• **Set problem**: Pick out every line of the listing below that contains the string "visible", matching case exactly, and copy each one.

• **Records for the task**:
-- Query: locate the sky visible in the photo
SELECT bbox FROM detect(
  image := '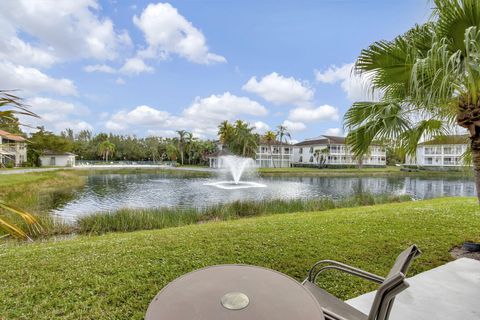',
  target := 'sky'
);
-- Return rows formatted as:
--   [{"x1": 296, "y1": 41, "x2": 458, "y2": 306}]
* * *
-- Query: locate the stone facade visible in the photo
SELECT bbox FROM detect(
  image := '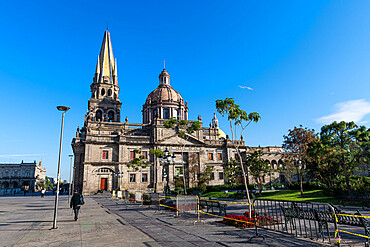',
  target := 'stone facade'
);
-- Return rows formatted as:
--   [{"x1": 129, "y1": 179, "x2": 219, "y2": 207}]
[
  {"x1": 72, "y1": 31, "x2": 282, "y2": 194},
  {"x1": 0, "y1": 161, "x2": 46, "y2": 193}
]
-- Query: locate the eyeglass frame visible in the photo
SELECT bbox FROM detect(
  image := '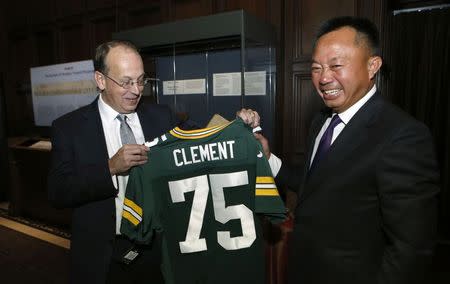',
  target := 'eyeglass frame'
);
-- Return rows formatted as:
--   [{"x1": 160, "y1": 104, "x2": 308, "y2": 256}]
--
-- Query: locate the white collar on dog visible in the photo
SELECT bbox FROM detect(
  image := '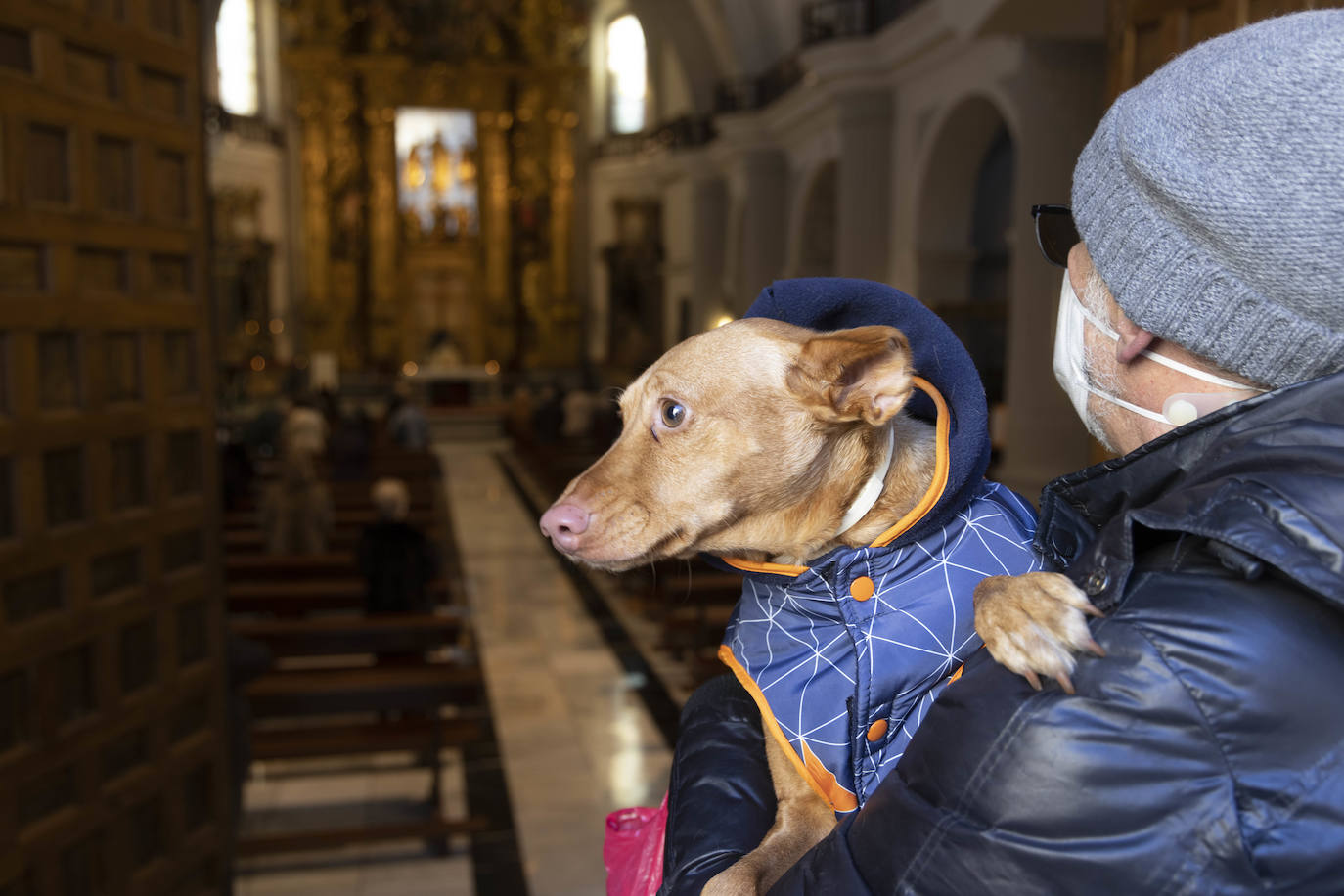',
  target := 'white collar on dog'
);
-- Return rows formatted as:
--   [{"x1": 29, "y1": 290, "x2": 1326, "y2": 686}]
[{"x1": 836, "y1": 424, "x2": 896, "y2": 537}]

• **Answer**:
-- Query: locate the sky visible in the photo
-- Query: locate the stone facade visible in the photo
-- Query: locate the eyeglass frame visible in the photo
-- Query: locate the white collar on dog visible in the photo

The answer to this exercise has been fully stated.